ページ抜粋:
ナチ党の世界観の本質的な構成要素をなす反ユダヤ主義については、『わが闘争』で、この「ウィーンでの修業と苦難の時代」においてみずからが「いままで内心で経験した最も大きな旋回」経験であったとして、新約聖書のパウロの「ダマスカス回心」にまでなぞらえており、「私は弱よわしい世界市民から熱狂的な反セム主義者になった」と印象的に跡付けている。
ヒトラーは、ドイツ民族にとって生物学的に劣った、危険な「人種」であると見なし、ユダヤ人を「寄生虫」や「疫病」に例え、ドイツ民族共同体の健全性を脅かす癌のような存在だとした。ヒトラーは、「私が本当に権力の座についたなら、私の最初にして最重要の任務はユダヤ人の絶滅となるだろう」と言っていた。
ナチス・ドイツの反ユダヤ主義は、当初の「公民権の剥奪と追放」から「組織的な大量絶滅(ホロコースト)」へと、段階的かつ決定的な変化を遂げた。 この転換の契機と変化は、主に第二次世界大戦の勃発とその後の独ソ戦の進展によってもたらされた。
隔離と追放(1933年~1940年)
ナチス政権初期の目標は、ユダヤ人をドイツ社会から排除・隔離し、最終的に国外へ強制移住させることであった。 1933年にはユダヤ人の公職追放が行われ、1935年にはニュルンベルク法が制定された。これにより、「ドイツの血と名誉を守る」名目の下、ユダヤ人の公民権が剥奪され、ドイツ人との結婚や性交渉が禁止された。
1938年の「水晶の夜(Kristallnacht)」は、ナチスが扇動した大規模なユダヤ人襲撃事件である。多くのシナゴーグや商店が破壊され、ユダヤ人に対する殺害や逮捕が行われ、以後、ユダヤ人に対する暴力が常態化した。
1939年の第二次世界大戦勃発とともに、ポーランド侵攻によりユダヤ人は都市内のゲットー(隔離居住区)へ閉じ込める政策が開始された。
ユダヤ人政策が「追放」から「絶滅」へと転換した最大の理由は、戦争による広大な領土と多数のユダヤ人支配の実現、および戦況の悪化にあった。
1. 独ソ戦と「移動殺人部隊」の活動(1941年6月〜)
1941年6月、ドイツはソ連に侵攻(独ソ戦開始)した。この結果、ナチスの支配下にあるユダヤ人の数は一気に数百万人規模に増加した。追放や隔離だけでは対応できない大量のユダヤ人に対処するため、SS(ナチス親衛隊)の特別行動部隊(アインザッツグルッペン)は占領地で集団銃殺を行い、大量殺戮を開始した。これは、ユダヤ人の組織的絶滅の前段階となった。

提供データ:
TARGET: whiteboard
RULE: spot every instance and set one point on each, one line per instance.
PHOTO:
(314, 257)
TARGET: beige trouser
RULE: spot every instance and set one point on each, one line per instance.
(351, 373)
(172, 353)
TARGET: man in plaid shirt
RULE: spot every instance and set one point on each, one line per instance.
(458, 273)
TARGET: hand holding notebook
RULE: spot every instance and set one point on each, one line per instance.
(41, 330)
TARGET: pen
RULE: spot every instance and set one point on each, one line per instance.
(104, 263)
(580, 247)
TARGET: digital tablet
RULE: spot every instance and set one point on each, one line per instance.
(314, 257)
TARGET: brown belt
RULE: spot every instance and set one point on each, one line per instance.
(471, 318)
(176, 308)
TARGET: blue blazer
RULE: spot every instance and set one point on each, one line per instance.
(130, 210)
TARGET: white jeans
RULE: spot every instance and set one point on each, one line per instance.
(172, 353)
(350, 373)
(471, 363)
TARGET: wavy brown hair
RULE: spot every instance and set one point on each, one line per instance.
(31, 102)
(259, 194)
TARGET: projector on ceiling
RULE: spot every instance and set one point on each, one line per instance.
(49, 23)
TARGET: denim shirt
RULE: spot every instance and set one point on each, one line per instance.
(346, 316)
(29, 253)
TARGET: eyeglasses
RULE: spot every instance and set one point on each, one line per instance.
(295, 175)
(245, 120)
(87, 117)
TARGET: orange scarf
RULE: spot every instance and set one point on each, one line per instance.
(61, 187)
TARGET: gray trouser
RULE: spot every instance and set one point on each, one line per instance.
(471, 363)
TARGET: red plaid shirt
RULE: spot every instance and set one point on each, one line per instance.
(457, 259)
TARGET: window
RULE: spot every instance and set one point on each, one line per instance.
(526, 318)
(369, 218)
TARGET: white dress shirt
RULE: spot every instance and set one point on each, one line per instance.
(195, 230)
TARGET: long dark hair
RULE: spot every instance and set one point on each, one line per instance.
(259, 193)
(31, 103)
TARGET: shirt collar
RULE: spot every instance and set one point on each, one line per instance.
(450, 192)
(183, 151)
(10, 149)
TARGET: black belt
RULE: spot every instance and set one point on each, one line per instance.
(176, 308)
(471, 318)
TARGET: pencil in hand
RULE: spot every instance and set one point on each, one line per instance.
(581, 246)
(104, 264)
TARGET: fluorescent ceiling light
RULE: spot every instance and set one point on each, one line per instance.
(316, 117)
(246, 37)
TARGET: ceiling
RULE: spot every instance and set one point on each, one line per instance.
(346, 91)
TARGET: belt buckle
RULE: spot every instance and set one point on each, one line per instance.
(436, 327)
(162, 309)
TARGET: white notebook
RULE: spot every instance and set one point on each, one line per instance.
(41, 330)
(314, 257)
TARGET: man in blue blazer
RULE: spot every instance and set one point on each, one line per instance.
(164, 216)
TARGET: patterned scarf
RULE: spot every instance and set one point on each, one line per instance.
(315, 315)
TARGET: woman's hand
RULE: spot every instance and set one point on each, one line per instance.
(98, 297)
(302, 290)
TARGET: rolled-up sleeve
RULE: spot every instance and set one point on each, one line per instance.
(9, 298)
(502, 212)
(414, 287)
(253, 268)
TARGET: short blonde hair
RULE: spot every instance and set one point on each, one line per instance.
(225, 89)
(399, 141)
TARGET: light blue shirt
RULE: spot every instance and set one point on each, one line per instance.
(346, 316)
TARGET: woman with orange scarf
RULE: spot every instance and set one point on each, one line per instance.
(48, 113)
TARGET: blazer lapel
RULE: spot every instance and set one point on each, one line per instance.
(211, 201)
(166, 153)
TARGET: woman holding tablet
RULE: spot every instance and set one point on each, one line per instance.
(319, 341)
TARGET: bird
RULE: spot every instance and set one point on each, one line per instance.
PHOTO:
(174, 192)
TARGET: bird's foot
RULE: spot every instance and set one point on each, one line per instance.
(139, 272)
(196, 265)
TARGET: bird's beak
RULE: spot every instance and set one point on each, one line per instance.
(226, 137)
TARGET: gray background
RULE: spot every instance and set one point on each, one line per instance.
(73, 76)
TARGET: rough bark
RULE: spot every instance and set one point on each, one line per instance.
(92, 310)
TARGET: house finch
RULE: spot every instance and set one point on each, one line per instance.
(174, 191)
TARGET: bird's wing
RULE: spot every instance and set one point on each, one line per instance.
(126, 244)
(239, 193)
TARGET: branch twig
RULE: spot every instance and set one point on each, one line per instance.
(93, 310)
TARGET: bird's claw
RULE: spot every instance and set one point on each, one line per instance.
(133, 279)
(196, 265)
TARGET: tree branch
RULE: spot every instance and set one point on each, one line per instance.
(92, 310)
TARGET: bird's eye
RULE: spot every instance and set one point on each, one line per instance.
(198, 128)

次の問い:
1/ ページ抜粋によると、ニュルンベルク法が制定されたのは何年か。
2/ ページ抜粋から、「ナチ党の世界観の本質的な構成」を含む語句で始まり「閉じ込める政策が開始された。」で終わる部分を、一字も変えずに引用してください。

解答:
1/ 1935年

2/
ナチ党の世界観の本質的な構成要素をなす反ユダヤ主義については、『わが闘争』で、この「ウィーンでの修業と苦難の時代」においてみずからが「いままで内心で経験した最も大きな旋回」経験であったとして、新約聖書のパウロの「ダマスカス回心」にまでなぞらえており、「私は弱よわしい世界市民から熱狂的な反セム主義者になった」と印象的に跡付けている。
ヒトラーは、ドイツ民族にとって生物学的に劣った、危険な「人種」であると見なし、ユダヤ人を「寄生虫」や「疫病」に例え、ドイツ民族共同体の健全性を脅かす癌のような存在だとした。ヒトラーは、「私が本当に権力の座についたなら、私の最初にして最重要の任務はユダヤ人の絶滅となるだろう」と言っていた。
ナチス・ドイツの反ユダヤ主義は、当初の「公民権の剥奪と追放」から「組織的な大量絶滅(ホロコースト)」へと、段階的かつ決定的な変化を遂げた。 この転換の契機と変化は、主に第二次世界大戦の勃発とその後の独ソ戦の進展によってもたらされた。
隔離と追放(1933年~1940年)
ナチス政権初期の目標は、ユダヤ人をドイツ社会から排除・隔離し、最終的に国外へ強制移住させることであった。 1933年にはユダヤ人の公職追放が行われ、1935年にはニュルンベルク法が制定された。これにより、「ドイツの血と名誉を守る」名目の下、ユダヤ人の公民権が剥奪され、ドイツ人との結婚や性交渉が禁止された。
1938年の「水晶の夜(Kristallnacht)」は、ナチスが扇動した大規模なユダヤ人襲撃事件である。多くのシナゴーグや商店が破壊され、ユダヤ人に対する殺害や逮捕が行われ、以後、ユダヤ人に対する暴力が常態化した。
1939年の第二次世界大戦勃発とともに、ポーランド侵攻によりユダヤ人は都市内のゲットー(隔離居住区)へ閉じ込める政策が開始された。